**Задания:**
**A.** С какой зимы, по словам фрагмента о Пушкине, поэт был поражен красотой Н. Н. Гончаровой?
**B.** Продолжите фрагмент о Пушкине и Н. Н. Гончаровой, начав сразу после его последней фразы.

== Фрагмент ==

Эти непедагогические забавы поэта объясняются и оправдываются его всегдашним взглядом на приличие. Пушкин неизменно в течение всей своей жизни утверждал, что все, что возбуждает смех — позволительно и здорово, все, что разжигает страсти — преступно и пагубно. Года два спустя именно на этом основании он настаивал, чтобы мне дали читать Дон-Кихота, хотя бы и в переводе Жуковского.
Пушкина обвиняли даже друзья в заискивании у молодежи для упрочения и распространения популярности. Для меня нет сомнения, что Пушкин так же искренно сочувствовал юношескому пылу страстей и юношескому брожению впечатлений, как и чистосердечно, ребячески забавлялся с ребенком.
Пушкин поражен был красотою Н. Н. Гончаровой с зимы 1828–1829 года. Он, как сам говорил, начал помышлять о женитьбе, желая покончить жизнь молодого человека и выйти из того положения, при котором какой-нибудь юноша мог трепать его по плечу на бале и звать в неприличное общество.
Холостая жизнь и несоответствующее летам положение в свете надоели Пушкину с зимы 1828–1829 года. Устраняя напускной цинизм самого Пушкина и судя по-человечески, следует полагать, что Пушкин влюбился не на шутку около начала 1829 года. Напускной же цинизм Пушкина доходил до того, что он хвалился тем, что стихи, им посвященные Н. Н. Гончаровой 8 июля 1830 года:
Тебя мне ниспослал, тебя, моя Мадонна,
Чистейшей прелести чистейший образец… —
что эти стихи были сочинены им для другой женщины.

===
== Исходные данные ==

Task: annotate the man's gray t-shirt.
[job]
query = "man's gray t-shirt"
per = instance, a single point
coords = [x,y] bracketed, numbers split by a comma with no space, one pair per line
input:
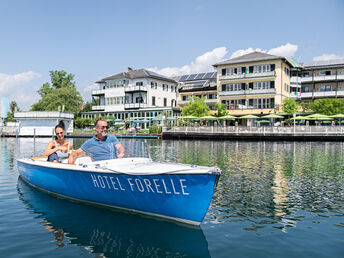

===

**Ответы:**
**A.** С зимы 1828–1829 года.

**B.**
Елизавета Михайловна Хитрова, дочь знаменитого фельдмаршала Кутузова (род. 1783, сконч. 1839), питала к Пушкину самую нежную, страстную дружбу. Между потомками знаменитого полководца в женской линии сохранялись и сохраняются многие доблестные кутузовские традиции, большое уважение к проявлениям общественной деятельности и горячая любовь ко всему, что составляет славу русского имени. И Пушкин, и отец мой сохраняли по смерть самые дружеские отношения ко внукам Кутузова, недавно скончавшемуся Николаю Матвеевичу Толстому, Павлу Матвеевичу Толстому-Кутузову, княгине Анне Матвеевне Голицыной и графине Тизенгаузен.